◆ Given entries:
----------

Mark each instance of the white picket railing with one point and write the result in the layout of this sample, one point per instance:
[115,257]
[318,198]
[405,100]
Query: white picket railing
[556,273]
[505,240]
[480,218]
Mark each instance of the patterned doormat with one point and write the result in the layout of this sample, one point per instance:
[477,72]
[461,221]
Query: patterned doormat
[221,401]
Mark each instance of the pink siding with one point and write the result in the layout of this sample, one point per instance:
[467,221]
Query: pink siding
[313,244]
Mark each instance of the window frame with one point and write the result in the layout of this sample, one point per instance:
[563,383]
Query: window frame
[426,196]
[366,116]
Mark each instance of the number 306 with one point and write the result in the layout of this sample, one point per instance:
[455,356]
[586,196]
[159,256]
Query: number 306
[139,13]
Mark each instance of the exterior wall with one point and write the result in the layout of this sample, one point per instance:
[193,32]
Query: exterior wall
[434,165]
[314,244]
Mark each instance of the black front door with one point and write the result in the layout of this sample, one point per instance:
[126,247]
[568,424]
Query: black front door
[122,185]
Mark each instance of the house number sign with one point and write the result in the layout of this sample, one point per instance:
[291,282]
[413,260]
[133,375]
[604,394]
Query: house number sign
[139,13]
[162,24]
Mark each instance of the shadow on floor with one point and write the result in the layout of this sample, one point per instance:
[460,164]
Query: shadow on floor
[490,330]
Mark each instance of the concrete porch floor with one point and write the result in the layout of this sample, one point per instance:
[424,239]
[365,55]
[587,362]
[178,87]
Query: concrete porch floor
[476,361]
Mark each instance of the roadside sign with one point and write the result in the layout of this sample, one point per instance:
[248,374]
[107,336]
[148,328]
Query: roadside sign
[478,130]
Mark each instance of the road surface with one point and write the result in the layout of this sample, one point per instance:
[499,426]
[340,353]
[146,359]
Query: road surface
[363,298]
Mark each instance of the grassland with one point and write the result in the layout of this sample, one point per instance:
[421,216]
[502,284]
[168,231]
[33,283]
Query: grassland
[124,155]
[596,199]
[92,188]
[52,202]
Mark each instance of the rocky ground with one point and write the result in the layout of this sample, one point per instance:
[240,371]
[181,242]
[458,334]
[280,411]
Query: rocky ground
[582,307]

----------

◆ Aim of the task: Every record shown above should be written out again exactly.

◆ Solution:
Mark each instance of the white picket railing with one point and write the result in the layout of this sample, one point per instance:
[115,257]
[318,198]
[405,100]
Query: white picket railing
[556,273]
[505,240]
[480,218]
Mark each instance of the patterned doormat with one point and write the result in the layout of this sample, one point per instance:
[477,72]
[461,221]
Query: patterned doormat
[221,401]
Mark each instance of the pink siding with one point and write the result in the layout of this sample, one point per instance:
[467,221]
Query: pink siding
[313,244]
Mark each instance of the window frame with one point and write the result in the layout of this sample, one point per instance:
[563,383]
Query: window frame
[426,196]
[366,116]
Mark each instance of the number 306 with one point and write the result in the layout of this sample, one point per instance:
[455,356]
[586,196]
[159,256]
Query: number 306
[139,13]
Mark each instance of the exterior wall with one point and write the result in the layout of this sample, one point per instance:
[193,32]
Query: exterior wall
[434,165]
[314,244]
Mark each instance of the black front door with one point and write the result in the layout of this sample, one point per instance:
[126,247]
[568,424]
Query: black front door
[122,185]
Mark each instance of the house number sign with one point and write the result in the layout of this sample, one point per instance:
[291,282]
[413,260]
[133,375]
[604,394]
Query: house number sign
[139,13]
[162,24]
Mark each instance of the shadow on floor with one point and write the result in the layout of this sample, one point per instance:
[460,164]
Query: shadow on floor
[490,330]
Mark each instance of the concrete porch floor with one point and write the result in the layout of this sample, one point per instance:
[424,239]
[365,55]
[587,362]
[178,87]
Query: concrete porch floor
[476,361]
Mark each instance of the roadside sign with one point and write the result in the layout of this sample, one point per instance:
[248,374]
[107,336]
[148,328]
Query: roadside sign
[478,130]
Mark each instance of the road surface with one point and write the result in the layout of this sample, one point per instance:
[499,426]
[340,353]
[146,359]
Query: road surface
[363,298]
Mark each instance of the grassland with one point and write the result in the layout of this sample, one point per instance:
[421,216]
[502,284]
[168,231]
[33,283]
Query: grassland
[124,155]
[596,199]
[92,188]
[52,202]
Mark each instance of the rocky ground with one point and write the result in the layout of this sample, one point per instance:
[240,371]
[181,242]
[458,334]
[280,411]
Query: rocky ground
[582,307]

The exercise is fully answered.